— Written request —
Repeat every line of the data below, keeping each line identical to the original.

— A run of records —

******

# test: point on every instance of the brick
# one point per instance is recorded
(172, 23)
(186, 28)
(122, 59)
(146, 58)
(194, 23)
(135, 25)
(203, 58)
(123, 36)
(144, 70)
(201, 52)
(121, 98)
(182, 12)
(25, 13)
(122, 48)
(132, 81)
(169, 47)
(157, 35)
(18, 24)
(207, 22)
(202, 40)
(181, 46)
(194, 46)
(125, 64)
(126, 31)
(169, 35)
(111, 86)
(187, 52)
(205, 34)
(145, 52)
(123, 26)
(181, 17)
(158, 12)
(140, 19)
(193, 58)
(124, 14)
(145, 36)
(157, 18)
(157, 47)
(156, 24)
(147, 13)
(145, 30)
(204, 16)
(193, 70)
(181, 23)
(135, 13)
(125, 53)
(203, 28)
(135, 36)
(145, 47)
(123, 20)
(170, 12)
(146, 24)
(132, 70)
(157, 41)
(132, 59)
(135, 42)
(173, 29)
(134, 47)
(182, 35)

******

— The completed task —
# test: point on every instance of the brick
# one point per instance is recorded
(172, 23)
(186, 28)
(122, 59)
(146, 58)
(194, 23)
(135, 25)
(203, 58)
(123, 36)
(144, 70)
(201, 52)
(121, 98)
(182, 12)
(25, 13)
(122, 48)
(132, 81)
(169, 47)
(157, 35)
(18, 24)
(207, 22)
(202, 40)
(181, 46)
(194, 46)
(125, 64)
(126, 31)
(169, 35)
(111, 86)
(187, 52)
(205, 34)
(145, 52)
(123, 26)
(181, 17)
(158, 12)
(140, 19)
(193, 58)
(124, 14)
(145, 36)
(157, 18)
(157, 47)
(156, 24)
(147, 13)
(145, 30)
(204, 16)
(193, 70)
(181, 23)
(135, 13)
(125, 53)
(203, 28)
(135, 36)
(145, 47)
(123, 20)
(170, 12)
(146, 24)
(132, 70)
(157, 41)
(132, 59)
(135, 42)
(173, 29)
(134, 47)
(182, 35)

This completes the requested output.